BEGIN Available data

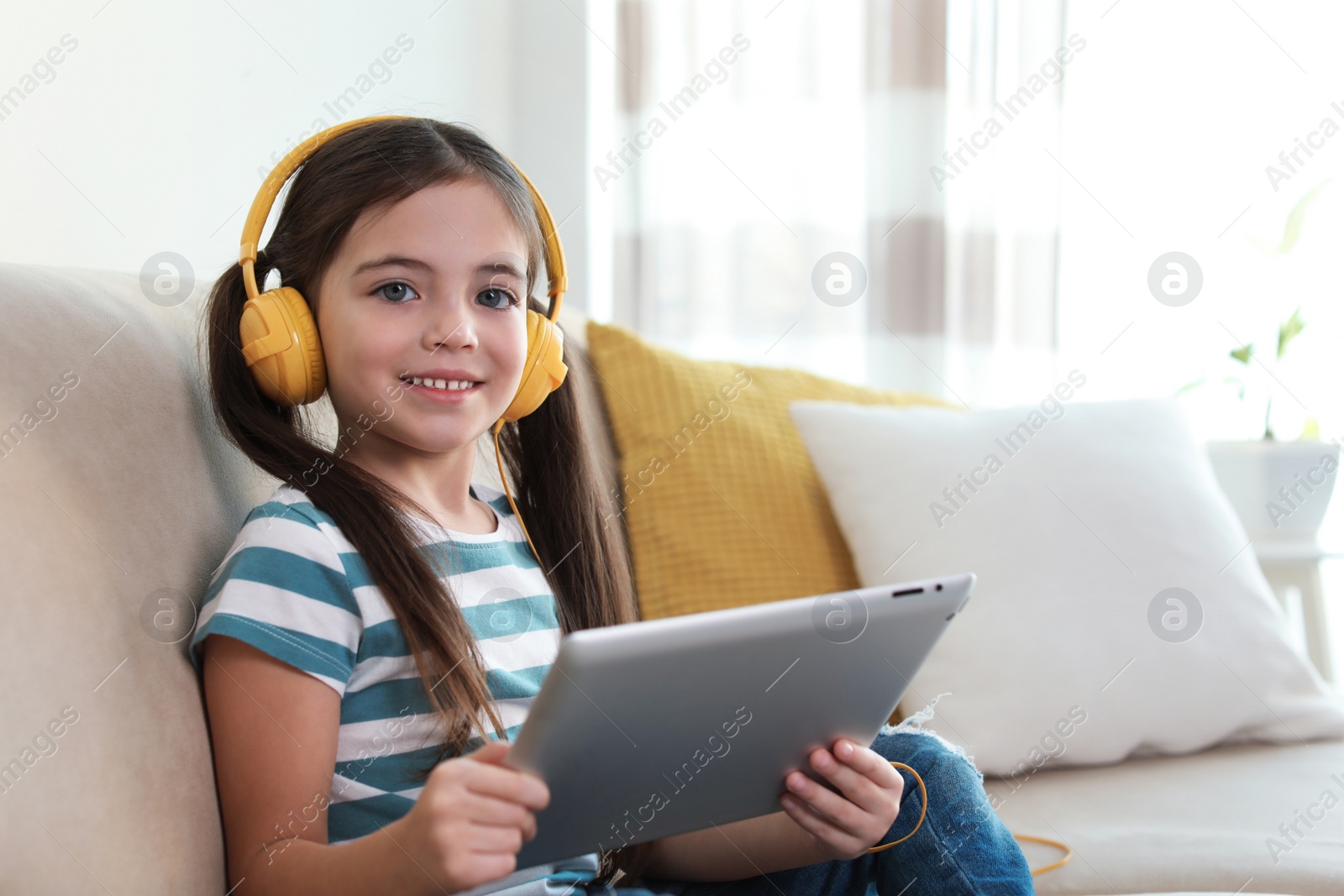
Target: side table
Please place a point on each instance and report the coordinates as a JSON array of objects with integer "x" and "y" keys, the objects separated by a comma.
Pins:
[{"x": 1299, "y": 563}]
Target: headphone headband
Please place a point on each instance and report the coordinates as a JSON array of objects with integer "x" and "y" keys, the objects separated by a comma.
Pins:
[{"x": 557, "y": 282}]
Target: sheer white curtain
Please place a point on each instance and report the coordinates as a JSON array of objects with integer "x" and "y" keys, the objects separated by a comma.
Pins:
[{"x": 754, "y": 140}]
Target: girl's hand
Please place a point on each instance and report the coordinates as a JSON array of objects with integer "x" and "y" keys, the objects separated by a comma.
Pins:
[
  {"x": 843, "y": 826},
  {"x": 472, "y": 817}
]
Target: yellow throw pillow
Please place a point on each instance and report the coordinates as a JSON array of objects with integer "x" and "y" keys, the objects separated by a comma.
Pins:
[{"x": 722, "y": 503}]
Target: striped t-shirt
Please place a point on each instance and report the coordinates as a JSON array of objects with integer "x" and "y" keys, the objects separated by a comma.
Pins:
[{"x": 295, "y": 587}]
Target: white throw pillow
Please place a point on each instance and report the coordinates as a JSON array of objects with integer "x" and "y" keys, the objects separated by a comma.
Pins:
[{"x": 1119, "y": 609}]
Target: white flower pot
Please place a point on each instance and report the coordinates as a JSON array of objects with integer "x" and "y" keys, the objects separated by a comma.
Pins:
[{"x": 1280, "y": 490}]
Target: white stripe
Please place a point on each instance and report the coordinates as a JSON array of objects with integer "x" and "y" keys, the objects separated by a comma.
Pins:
[{"x": 526, "y": 651}]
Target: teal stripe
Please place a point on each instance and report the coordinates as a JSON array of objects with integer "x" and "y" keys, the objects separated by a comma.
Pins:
[
  {"x": 288, "y": 571},
  {"x": 385, "y": 700},
  {"x": 362, "y": 817},
  {"x": 398, "y": 772},
  {"x": 295, "y": 647},
  {"x": 514, "y": 617},
  {"x": 405, "y": 696},
  {"x": 522, "y": 683},
  {"x": 383, "y": 640}
]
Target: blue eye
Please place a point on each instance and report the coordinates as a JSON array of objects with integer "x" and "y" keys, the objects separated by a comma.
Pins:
[
  {"x": 394, "y": 300},
  {"x": 510, "y": 298}
]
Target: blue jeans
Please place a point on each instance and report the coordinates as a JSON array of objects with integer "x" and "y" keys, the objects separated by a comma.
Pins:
[{"x": 961, "y": 848}]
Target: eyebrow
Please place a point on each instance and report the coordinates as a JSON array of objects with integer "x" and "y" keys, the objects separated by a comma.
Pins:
[{"x": 402, "y": 261}]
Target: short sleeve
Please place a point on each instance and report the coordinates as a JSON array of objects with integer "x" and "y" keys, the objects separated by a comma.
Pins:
[{"x": 282, "y": 589}]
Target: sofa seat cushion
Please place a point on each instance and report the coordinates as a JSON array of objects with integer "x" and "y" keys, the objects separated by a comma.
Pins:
[{"x": 1220, "y": 820}]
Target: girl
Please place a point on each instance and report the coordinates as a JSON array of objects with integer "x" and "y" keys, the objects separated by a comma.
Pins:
[{"x": 374, "y": 637}]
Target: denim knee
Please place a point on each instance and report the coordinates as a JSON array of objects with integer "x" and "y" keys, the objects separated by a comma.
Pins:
[{"x": 920, "y": 747}]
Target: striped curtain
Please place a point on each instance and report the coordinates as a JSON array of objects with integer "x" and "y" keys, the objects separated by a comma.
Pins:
[{"x": 754, "y": 140}]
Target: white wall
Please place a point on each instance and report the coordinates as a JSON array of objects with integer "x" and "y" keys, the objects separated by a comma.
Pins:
[{"x": 156, "y": 128}]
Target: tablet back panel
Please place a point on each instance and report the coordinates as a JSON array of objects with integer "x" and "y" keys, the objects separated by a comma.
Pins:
[{"x": 654, "y": 728}]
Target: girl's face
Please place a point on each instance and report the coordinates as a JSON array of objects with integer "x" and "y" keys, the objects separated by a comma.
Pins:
[{"x": 430, "y": 288}]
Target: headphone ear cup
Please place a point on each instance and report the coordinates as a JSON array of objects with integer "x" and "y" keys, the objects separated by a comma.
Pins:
[
  {"x": 544, "y": 369},
  {"x": 281, "y": 347}
]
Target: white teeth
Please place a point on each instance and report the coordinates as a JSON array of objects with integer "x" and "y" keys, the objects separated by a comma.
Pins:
[{"x": 443, "y": 385}]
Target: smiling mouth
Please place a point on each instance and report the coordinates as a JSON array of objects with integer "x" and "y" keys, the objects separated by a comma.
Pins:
[{"x": 447, "y": 385}]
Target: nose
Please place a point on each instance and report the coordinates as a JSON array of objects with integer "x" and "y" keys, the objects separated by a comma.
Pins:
[{"x": 449, "y": 325}]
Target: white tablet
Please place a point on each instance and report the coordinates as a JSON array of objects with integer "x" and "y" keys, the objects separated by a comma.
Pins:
[{"x": 655, "y": 728}]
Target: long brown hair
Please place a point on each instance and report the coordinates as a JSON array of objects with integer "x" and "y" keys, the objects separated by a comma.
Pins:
[{"x": 549, "y": 454}]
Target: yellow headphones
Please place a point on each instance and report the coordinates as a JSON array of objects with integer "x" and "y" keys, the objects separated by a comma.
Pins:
[{"x": 280, "y": 336}]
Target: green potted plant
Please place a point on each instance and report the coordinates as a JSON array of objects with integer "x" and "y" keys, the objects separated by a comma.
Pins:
[{"x": 1280, "y": 488}]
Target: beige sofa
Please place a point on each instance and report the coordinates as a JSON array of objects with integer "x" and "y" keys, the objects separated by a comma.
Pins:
[{"x": 120, "y": 497}]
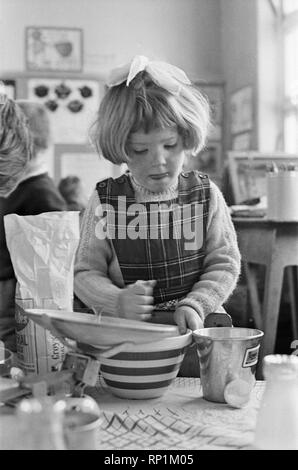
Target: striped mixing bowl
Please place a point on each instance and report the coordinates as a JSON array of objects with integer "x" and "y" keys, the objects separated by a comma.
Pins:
[{"x": 147, "y": 370}]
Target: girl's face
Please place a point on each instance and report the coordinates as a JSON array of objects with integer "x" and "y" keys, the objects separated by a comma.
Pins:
[{"x": 156, "y": 158}]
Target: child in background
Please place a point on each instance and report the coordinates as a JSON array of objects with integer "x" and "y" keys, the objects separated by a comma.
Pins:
[
  {"x": 26, "y": 188},
  {"x": 156, "y": 238},
  {"x": 72, "y": 191}
]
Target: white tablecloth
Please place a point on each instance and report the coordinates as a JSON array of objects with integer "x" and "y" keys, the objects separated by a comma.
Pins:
[{"x": 180, "y": 420}]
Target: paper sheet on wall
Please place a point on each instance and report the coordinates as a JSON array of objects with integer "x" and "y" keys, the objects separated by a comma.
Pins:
[{"x": 72, "y": 106}]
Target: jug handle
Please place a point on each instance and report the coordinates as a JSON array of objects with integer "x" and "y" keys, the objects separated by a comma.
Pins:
[{"x": 218, "y": 319}]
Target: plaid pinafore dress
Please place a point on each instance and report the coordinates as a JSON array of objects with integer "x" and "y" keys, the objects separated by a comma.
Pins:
[{"x": 163, "y": 240}]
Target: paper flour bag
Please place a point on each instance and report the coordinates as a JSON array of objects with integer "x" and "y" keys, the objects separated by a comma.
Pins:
[{"x": 42, "y": 249}]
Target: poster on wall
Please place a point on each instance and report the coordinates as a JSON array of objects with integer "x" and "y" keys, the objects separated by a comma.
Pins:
[
  {"x": 55, "y": 49},
  {"x": 72, "y": 105}
]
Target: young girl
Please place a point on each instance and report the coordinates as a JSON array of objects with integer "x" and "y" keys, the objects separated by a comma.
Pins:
[
  {"x": 156, "y": 238},
  {"x": 25, "y": 188}
]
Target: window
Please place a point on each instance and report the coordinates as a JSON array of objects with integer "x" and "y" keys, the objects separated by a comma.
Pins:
[{"x": 290, "y": 28}]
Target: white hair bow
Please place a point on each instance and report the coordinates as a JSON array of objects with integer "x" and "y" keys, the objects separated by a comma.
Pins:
[
  {"x": 3, "y": 94},
  {"x": 164, "y": 75}
]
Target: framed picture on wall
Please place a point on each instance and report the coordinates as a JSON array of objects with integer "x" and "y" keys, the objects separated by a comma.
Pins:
[
  {"x": 54, "y": 49},
  {"x": 248, "y": 172}
]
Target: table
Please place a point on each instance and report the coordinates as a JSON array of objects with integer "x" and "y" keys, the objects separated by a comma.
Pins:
[
  {"x": 274, "y": 245},
  {"x": 180, "y": 420}
]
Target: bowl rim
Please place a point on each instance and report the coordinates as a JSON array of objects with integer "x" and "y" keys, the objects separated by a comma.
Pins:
[
  {"x": 197, "y": 333},
  {"x": 164, "y": 344}
]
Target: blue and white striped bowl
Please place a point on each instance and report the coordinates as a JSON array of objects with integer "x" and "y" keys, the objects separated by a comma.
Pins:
[{"x": 145, "y": 371}]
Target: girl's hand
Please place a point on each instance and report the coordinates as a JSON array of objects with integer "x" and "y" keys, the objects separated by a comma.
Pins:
[
  {"x": 136, "y": 300},
  {"x": 186, "y": 317}
]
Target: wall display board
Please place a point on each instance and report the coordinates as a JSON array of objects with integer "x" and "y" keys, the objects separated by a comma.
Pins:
[{"x": 72, "y": 105}]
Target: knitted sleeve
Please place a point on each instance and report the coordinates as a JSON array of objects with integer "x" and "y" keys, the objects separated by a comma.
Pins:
[
  {"x": 97, "y": 280},
  {"x": 222, "y": 261}
]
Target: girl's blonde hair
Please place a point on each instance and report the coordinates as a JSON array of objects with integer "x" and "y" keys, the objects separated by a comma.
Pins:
[
  {"x": 16, "y": 145},
  {"x": 145, "y": 106},
  {"x": 38, "y": 123}
]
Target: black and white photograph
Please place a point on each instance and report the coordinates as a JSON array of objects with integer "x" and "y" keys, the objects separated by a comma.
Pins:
[{"x": 149, "y": 228}]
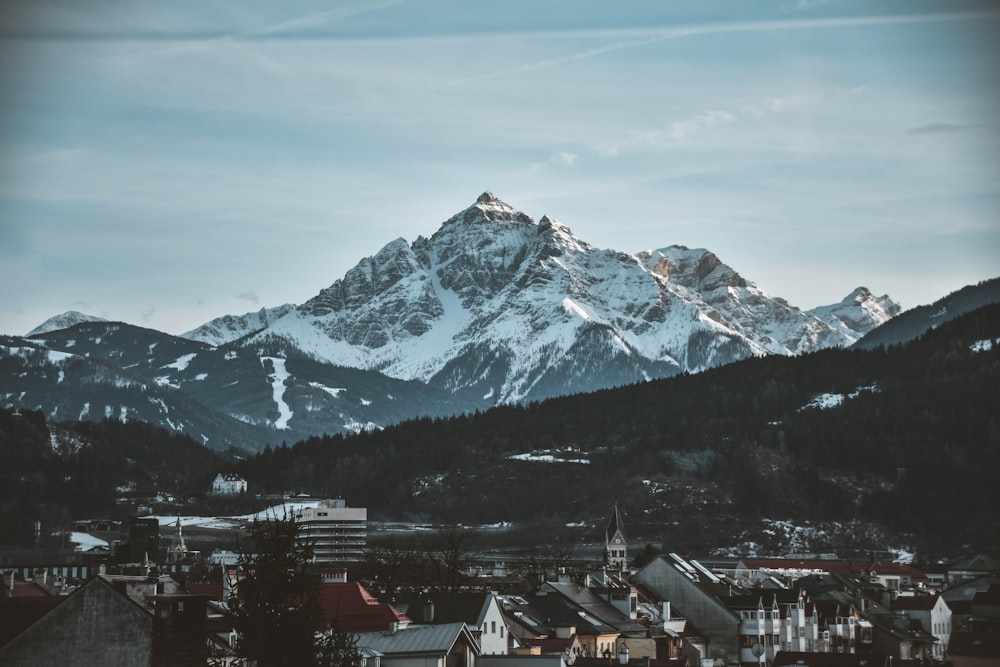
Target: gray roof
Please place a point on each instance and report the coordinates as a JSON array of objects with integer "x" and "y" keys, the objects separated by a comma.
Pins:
[{"x": 422, "y": 639}]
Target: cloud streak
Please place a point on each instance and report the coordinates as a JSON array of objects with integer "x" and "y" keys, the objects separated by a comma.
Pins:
[{"x": 655, "y": 35}]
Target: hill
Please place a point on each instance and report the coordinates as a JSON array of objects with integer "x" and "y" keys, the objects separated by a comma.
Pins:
[{"x": 902, "y": 442}]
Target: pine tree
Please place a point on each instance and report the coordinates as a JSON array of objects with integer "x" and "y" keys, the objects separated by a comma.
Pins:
[{"x": 276, "y": 603}]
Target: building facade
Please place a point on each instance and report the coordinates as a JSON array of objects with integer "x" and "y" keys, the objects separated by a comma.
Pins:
[{"x": 336, "y": 533}]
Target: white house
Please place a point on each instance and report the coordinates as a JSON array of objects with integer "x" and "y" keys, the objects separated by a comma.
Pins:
[
  {"x": 228, "y": 484},
  {"x": 934, "y": 616},
  {"x": 448, "y": 645}
]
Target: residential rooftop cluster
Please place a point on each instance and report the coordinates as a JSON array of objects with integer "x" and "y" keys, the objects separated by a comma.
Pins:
[{"x": 672, "y": 611}]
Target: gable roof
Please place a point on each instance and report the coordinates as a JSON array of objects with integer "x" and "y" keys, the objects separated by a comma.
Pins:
[
  {"x": 351, "y": 608},
  {"x": 417, "y": 640},
  {"x": 17, "y": 614},
  {"x": 469, "y": 608},
  {"x": 783, "y": 658},
  {"x": 817, "y": 565}
]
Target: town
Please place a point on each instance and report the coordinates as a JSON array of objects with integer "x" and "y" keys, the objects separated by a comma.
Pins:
[{"x": 432, "y": 601}]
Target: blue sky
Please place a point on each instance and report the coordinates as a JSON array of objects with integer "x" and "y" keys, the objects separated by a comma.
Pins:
[{"x": 167, "y": 163}]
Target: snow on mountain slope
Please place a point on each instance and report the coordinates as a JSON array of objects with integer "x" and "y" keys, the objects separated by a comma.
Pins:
[
  {"x": 501, "y": 308},
  {"x": 64, "y": 321},
  {"x": 228, "y": 328},
  {"x": 858, "y": 313}
]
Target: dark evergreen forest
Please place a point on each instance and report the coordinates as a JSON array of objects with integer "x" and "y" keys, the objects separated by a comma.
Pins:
[{"x": 912, "y": 451}]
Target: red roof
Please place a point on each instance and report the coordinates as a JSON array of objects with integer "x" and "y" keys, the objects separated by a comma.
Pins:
[
  {"x": 915, "y": 602},
  {"x": 24, "y": 589},
  {"x": 351, "y": 608},
  {"x": 823, "y": 565},
  {"x": 889, "y": 567},
  {"x": 551, "y": 645},
  {"x": 982, "y": 644},
  {"x": 215, "y": 590}
]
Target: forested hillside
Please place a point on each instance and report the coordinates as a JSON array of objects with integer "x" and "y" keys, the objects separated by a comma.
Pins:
[
  {"x": 906, "y": 440},
  {"x": 868, "y": 447},
  {"x": 59, "y": 473}
]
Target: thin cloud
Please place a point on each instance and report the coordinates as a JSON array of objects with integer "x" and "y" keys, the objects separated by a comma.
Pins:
[
  {"x": 941, "y": 128},
  {"x": 303, "y": 26},
  {"x": 663, "y": 34}
]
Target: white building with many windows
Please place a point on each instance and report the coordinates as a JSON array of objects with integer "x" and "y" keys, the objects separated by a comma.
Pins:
[
  {"x": 228, "y": 484},
  {"x": 337, "y": 533}
]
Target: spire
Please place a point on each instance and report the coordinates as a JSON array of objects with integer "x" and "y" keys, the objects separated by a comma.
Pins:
[
  {"x": 177, "y": 547},
  {"x": 615, "y": 525}
]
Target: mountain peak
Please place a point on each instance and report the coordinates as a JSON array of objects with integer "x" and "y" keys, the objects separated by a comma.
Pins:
[
  {"x": 489, "y": 208},
  {"x": 64, "y": 321},
  {"x": 488, "y": 198}
]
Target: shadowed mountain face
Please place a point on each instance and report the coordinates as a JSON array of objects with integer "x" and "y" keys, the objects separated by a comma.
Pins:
[
  {"x": 499, "y": 307},
  {"x": 493, "y": 308}
]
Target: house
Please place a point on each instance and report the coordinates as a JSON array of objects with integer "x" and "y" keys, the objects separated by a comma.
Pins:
[
  {"x": 447, "y": 645},
  {"x": 113, "y": 621},
  {"x": 349, "y": 607},
  {"x": 893, "y": 576},
  {"x": 895, "y": 635},
  {"x": 228, "y": 484},
  {"x": 933, "y": 614},
  {"x": 797, "y": 659},
  {"x": 776, "y": 621},
  {"x": 972, "y": 568},
  {"x": 568, "y": 648},
  {"x": 479, "y": 611},
  {"x": 695, "y": 593},
  {"x": 336, "y": 533},
  {"x": 615, "y": 544}
]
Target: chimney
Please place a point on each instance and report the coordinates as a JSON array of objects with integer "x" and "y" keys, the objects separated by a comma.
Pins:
[{"x": 428, "y": 611}]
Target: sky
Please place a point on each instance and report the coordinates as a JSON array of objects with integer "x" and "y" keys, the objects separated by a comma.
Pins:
[{"x": 164, "y": 164}]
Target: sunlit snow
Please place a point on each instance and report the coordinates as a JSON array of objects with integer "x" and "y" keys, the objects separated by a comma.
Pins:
[
  {"x": 86, "y": 541},
  {"x": 182, "y": 362},
  {"x": 278, "y": 379},
  {"x": 333, "y": 391}
]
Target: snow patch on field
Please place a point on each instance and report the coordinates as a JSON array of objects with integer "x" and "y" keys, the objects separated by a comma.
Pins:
[{"x": 983, "y": 345}]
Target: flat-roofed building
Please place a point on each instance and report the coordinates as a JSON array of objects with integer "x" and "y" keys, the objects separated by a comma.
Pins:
[{"x": 336, "y": 532}]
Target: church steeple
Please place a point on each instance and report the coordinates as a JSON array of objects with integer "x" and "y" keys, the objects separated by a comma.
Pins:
[{"x": 615, "y": 544}]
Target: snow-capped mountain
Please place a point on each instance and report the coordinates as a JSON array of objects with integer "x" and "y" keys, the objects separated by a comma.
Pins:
[
  {"x": 492, "y": 308},
  {"x": 228, "y": 328},
  {"x": 500, "y": 308},
  {"x": 220, "y": 396},
  {"x": 64, "y": 321}
]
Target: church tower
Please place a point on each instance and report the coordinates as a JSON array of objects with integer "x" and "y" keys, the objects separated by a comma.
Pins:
[{"x": 615, "y": 545}]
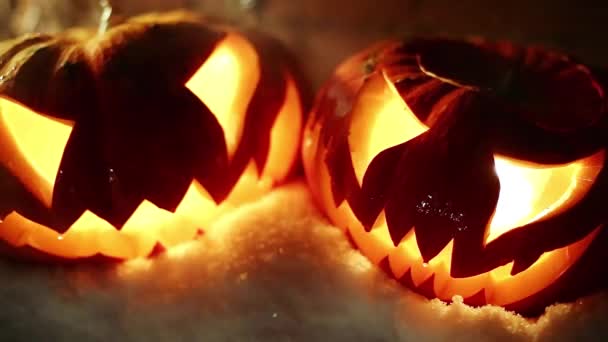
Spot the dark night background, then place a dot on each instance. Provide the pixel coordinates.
(276, 270)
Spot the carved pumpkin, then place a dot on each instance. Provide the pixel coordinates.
(113, 143)
(470, 169)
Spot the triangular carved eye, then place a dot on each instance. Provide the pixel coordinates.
(33, 145)
(175, 122)
(532, 192)
(226, 83)
(529, 191)
(457, 189)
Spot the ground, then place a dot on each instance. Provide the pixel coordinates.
(274, 270)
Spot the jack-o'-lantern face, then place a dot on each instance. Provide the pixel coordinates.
(115, 143)
(470, 169)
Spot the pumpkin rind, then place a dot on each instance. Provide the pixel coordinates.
(478, 99)
(139, 133)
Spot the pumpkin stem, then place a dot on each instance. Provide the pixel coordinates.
(104, 19)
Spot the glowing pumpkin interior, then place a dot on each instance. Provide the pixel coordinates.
(33, 146)
(529, 192)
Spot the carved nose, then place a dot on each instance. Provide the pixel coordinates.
(444, 184)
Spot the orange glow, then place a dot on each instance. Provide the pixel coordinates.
(226, 82)
(33, 146)
(529, 192)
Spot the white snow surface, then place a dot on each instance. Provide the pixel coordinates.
(273, 270)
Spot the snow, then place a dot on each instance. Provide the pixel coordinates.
(271, 270)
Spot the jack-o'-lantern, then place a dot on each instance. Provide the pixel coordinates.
(470, 169)
(115, 142)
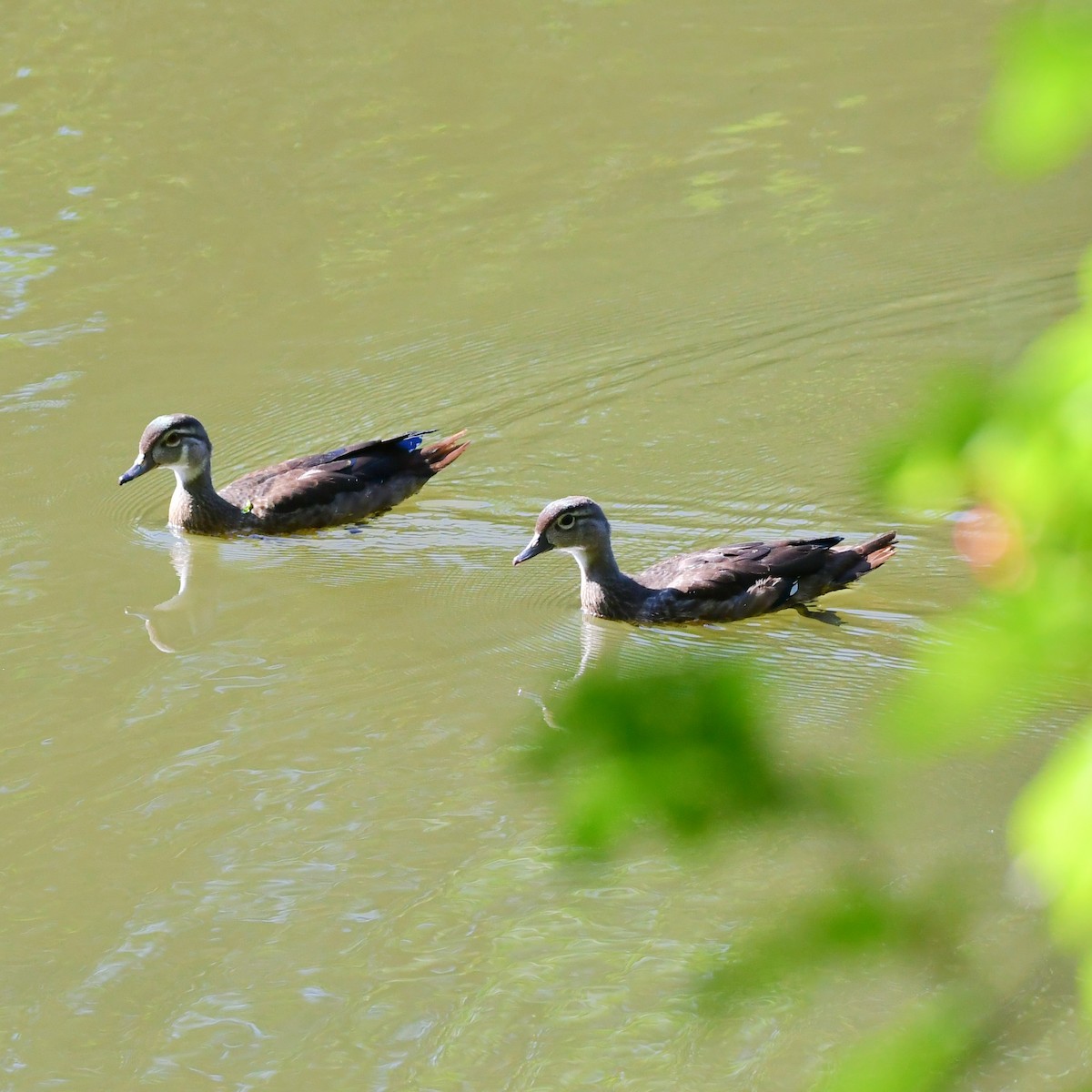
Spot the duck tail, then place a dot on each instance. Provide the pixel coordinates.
(445, 452)
(854, 561)
(877, 551)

END Available data

Required work = The required answer is an exact, picture-free copy of the lines from the opening of the listing above through the line with "Target: headphone headband".

Completed task =
Target: side table
Please place a point on each instance and report the coordinates as a JSON array of objects with integer "x" and "y" keys, the objects separated by a comma.
Pins:
[{"x": 1299, "y": 563}]
Target: headphone headband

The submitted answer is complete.